[Start of Attachment]
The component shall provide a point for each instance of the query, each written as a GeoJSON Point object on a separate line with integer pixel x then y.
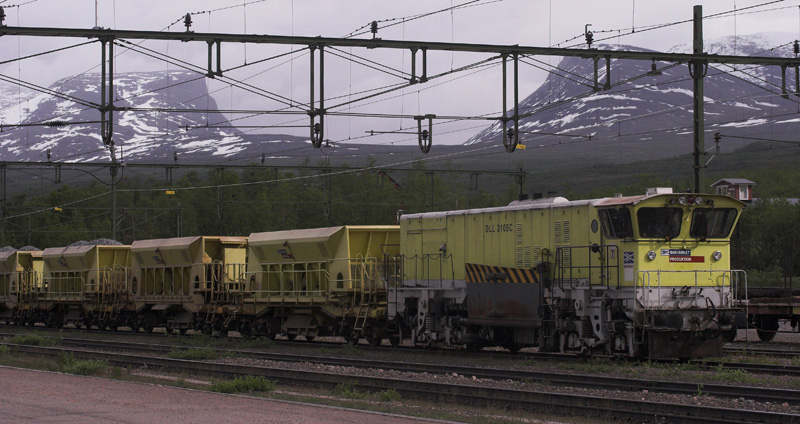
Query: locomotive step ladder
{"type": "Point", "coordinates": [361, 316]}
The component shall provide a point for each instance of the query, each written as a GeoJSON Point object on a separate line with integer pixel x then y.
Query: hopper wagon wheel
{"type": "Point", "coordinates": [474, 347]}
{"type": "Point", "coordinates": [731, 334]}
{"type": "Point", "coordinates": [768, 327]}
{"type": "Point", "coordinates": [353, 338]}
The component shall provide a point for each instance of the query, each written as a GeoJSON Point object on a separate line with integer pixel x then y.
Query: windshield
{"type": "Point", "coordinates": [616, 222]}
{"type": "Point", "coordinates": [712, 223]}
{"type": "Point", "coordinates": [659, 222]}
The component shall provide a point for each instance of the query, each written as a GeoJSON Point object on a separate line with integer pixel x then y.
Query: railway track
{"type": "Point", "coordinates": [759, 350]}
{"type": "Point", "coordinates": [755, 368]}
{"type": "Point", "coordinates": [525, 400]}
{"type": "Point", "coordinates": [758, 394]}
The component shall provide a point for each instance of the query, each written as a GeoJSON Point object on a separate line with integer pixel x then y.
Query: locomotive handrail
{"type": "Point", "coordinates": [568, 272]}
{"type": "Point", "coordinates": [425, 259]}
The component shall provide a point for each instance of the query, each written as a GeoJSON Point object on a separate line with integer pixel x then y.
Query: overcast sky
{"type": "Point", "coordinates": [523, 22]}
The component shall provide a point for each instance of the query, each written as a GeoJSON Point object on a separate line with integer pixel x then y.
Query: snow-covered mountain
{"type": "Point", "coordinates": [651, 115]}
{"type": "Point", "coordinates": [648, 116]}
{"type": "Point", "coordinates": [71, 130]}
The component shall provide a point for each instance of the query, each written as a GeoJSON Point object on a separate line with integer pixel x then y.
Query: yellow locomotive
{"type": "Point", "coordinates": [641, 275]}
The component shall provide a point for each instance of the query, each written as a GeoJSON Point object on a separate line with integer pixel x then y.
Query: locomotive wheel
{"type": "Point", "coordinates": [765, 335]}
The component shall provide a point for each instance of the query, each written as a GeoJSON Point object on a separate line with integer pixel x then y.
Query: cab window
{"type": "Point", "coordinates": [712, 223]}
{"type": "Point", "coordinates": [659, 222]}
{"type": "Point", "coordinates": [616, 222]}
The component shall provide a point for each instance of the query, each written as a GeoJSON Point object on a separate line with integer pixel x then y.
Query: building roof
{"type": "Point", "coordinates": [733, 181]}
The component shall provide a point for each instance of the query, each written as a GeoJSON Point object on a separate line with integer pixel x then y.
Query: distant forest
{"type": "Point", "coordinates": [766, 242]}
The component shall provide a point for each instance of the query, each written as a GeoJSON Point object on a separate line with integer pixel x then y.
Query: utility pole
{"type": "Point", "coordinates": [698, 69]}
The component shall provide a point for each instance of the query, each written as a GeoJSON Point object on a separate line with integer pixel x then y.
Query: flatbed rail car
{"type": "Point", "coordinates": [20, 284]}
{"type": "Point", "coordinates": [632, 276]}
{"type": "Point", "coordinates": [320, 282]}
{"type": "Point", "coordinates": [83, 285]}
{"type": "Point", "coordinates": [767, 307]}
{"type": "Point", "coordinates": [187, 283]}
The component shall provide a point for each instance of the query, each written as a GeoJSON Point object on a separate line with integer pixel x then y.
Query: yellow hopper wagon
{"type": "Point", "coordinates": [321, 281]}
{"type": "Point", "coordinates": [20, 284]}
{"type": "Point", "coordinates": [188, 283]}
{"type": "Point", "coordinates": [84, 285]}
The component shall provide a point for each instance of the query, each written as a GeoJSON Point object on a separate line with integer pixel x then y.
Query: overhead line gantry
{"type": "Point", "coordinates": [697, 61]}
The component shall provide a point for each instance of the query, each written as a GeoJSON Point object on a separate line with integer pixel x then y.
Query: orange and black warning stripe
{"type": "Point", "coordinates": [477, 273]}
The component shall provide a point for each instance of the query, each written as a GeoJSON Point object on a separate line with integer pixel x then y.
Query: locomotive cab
[End of Attachment]
[Start of Attachment]
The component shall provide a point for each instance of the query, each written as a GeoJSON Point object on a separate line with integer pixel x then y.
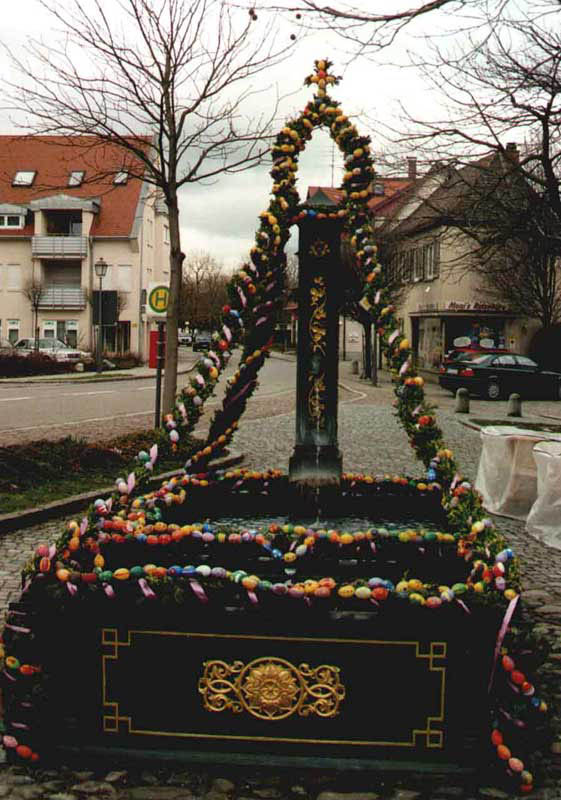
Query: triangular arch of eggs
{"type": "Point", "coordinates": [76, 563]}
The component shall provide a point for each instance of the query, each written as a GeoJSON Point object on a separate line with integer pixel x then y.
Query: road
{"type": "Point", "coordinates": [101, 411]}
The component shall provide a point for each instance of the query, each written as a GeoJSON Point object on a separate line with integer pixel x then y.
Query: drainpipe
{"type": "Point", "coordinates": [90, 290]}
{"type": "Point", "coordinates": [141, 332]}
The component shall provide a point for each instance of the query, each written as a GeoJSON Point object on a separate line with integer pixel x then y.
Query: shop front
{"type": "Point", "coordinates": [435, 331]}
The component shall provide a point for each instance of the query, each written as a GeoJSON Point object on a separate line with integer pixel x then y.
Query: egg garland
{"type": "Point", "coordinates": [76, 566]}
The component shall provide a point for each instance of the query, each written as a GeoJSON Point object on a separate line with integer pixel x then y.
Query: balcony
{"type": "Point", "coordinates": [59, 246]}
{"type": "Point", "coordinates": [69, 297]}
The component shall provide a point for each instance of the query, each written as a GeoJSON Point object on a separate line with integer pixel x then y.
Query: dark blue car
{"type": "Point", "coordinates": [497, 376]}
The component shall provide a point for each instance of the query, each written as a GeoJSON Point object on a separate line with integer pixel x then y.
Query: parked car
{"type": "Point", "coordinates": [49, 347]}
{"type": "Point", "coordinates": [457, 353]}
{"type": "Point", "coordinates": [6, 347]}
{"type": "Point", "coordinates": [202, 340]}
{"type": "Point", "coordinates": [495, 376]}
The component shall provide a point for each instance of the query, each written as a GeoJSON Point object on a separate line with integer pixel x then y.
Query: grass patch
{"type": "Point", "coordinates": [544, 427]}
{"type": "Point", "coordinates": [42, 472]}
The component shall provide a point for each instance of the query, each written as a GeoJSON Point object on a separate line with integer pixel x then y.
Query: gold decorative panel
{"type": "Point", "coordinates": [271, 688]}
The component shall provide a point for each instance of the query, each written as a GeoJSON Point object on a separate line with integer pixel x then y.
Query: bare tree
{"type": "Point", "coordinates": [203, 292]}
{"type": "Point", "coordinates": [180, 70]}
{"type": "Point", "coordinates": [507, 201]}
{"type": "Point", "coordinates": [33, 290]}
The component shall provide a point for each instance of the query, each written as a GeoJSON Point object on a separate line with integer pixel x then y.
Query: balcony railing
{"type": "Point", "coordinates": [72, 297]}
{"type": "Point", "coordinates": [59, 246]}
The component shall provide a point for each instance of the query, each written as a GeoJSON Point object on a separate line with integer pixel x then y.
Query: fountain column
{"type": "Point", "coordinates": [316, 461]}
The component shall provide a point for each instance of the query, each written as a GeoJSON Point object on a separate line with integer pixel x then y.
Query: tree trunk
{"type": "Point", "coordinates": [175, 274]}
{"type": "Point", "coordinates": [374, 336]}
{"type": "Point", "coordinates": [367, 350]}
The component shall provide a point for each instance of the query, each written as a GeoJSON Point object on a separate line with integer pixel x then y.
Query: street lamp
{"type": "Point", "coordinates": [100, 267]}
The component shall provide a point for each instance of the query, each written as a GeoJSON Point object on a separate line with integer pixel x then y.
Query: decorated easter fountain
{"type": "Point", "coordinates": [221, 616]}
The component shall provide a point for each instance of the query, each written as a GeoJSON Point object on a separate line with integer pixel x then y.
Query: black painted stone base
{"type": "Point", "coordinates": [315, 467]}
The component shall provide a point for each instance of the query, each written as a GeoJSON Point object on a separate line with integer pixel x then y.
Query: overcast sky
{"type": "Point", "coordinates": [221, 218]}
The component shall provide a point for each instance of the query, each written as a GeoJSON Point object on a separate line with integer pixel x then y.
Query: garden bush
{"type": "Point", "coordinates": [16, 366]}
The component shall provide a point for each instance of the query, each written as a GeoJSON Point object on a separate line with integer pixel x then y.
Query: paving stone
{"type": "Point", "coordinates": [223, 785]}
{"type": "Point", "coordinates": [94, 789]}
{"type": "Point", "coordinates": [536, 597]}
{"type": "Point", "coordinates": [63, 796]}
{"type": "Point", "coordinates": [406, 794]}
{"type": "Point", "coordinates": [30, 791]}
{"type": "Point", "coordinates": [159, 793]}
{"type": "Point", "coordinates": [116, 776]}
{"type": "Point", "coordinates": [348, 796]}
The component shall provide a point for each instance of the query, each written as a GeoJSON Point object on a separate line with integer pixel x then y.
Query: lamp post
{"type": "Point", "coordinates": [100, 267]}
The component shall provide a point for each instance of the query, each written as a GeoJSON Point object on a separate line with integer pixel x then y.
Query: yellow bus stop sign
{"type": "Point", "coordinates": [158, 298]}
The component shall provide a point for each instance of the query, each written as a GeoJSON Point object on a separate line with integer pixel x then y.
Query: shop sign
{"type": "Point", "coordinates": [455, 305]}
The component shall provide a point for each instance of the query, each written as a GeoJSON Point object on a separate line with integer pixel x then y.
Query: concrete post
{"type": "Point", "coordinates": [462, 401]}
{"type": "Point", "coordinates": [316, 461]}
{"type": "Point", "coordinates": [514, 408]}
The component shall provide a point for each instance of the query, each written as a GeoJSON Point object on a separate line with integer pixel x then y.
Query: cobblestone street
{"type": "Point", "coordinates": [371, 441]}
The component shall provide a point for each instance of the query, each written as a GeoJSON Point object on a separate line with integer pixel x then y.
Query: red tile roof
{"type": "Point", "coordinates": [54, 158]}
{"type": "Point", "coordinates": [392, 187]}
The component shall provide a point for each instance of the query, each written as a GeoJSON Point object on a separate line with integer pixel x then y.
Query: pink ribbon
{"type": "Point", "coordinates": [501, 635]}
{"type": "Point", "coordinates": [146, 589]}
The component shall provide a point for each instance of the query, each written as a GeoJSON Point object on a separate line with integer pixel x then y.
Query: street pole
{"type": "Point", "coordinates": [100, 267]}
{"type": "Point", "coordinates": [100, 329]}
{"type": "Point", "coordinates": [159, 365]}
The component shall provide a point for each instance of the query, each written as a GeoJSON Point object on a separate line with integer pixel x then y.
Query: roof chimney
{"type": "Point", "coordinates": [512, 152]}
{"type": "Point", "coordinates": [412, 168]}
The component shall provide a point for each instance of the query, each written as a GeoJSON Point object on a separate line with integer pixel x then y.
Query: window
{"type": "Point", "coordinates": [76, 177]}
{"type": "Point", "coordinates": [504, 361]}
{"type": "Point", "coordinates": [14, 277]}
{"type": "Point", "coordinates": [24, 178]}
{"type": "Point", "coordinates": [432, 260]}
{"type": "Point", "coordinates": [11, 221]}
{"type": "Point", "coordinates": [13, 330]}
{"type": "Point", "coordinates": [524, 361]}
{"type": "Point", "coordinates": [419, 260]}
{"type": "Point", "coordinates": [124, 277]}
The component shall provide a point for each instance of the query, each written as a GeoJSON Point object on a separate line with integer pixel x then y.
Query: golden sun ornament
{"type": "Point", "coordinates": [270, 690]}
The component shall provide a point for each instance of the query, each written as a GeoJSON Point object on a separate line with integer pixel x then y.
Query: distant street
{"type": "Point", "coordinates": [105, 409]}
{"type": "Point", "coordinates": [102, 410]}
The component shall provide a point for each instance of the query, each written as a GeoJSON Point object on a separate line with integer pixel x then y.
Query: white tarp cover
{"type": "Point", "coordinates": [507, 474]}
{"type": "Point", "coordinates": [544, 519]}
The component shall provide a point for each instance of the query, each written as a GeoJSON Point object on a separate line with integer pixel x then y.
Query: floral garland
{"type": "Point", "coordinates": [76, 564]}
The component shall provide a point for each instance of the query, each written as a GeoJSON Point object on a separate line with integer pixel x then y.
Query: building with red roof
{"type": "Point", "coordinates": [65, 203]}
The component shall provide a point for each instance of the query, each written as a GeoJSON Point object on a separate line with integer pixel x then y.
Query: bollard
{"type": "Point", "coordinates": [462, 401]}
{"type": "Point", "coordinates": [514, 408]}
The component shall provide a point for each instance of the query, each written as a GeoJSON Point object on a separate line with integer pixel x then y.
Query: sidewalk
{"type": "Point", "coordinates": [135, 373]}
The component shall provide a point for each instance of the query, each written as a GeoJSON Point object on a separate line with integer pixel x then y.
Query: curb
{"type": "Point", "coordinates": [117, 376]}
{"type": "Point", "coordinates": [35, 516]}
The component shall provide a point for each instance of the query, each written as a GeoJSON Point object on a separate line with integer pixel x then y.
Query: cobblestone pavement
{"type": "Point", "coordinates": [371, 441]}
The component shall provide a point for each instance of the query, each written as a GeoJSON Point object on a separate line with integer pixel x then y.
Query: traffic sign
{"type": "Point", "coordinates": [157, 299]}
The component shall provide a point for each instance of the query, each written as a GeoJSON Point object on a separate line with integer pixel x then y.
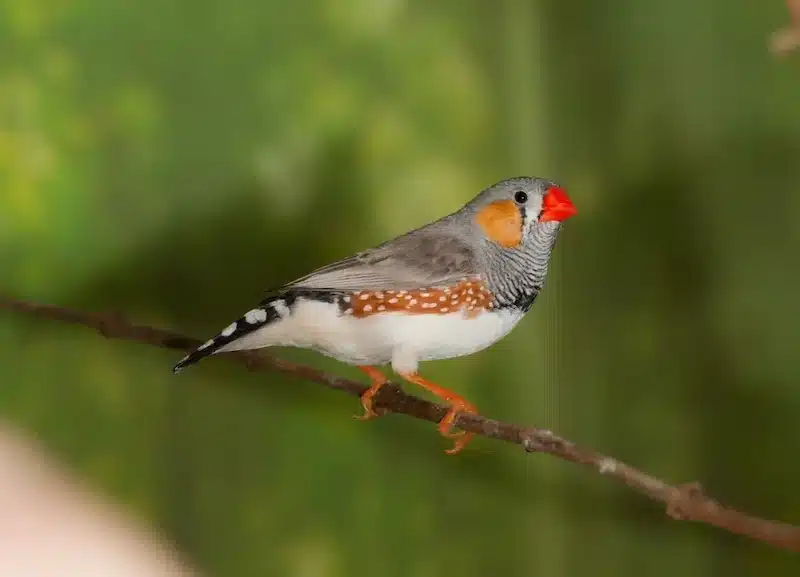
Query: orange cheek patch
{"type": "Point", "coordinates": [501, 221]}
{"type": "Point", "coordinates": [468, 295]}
[End of Attachment]
◆ Work required
Please write out, exactly as they appear above, only the lines in the stretch from the line with "Query: utility pole" through the line with "Query: locomotive cab".

◆ Answer for this exercise
Query: utility pole
{"type": "Point", "coordinates": [698, 69]}
The component shall provide a point for each instance of the query, each written as a GeoJSON Point object on a separate line with integer pixel x then y.
Query: flatbed rail car
{"type": "Point", "coordinates": [20, 284]}
{"type": "Point", "coordinates": [632, 276]}
{"type": "Point", "coordinates": [320, 282]}
{"type": "Point", "coordinates": [83, 285]}
{"type": "Point", "coordinates": [767, 307]}
{"type": "Point", "coordinates": [187, 283]}
The component shall provide a point for each instance of the query, each written as a GeoJSON Point object on a separate line with integer pixel x then y.
Query: yellow hopper wagon
{"type": "Point", "coordinates": [321, 281]}
{"type": "Point", "coordinates": [20, 284]}
{"type": "Point", "coordinates": [188, 283]}
{"type": "Point", "coordinates": [84, 285]}
The component shall provide a point for each instance of the query, each written as a GeoJSON Point object on a separate line with integer pixel x then y.
Query: overhead line gantry
{"type": "Point", "coordinates": [697, 61]}
The component shall provide a point for each instance of the query, each written as a GeoJSON Point object on a separate line with integer pixel x then y.
Query: orange and black warning stripe
{"type": "Point", "coordinates": [477, 273]}
The component shall provide a point for each instance of the query, each written as a GeoJSON Point object on a separate line with integer pixel x then y.
Query: locomotive cab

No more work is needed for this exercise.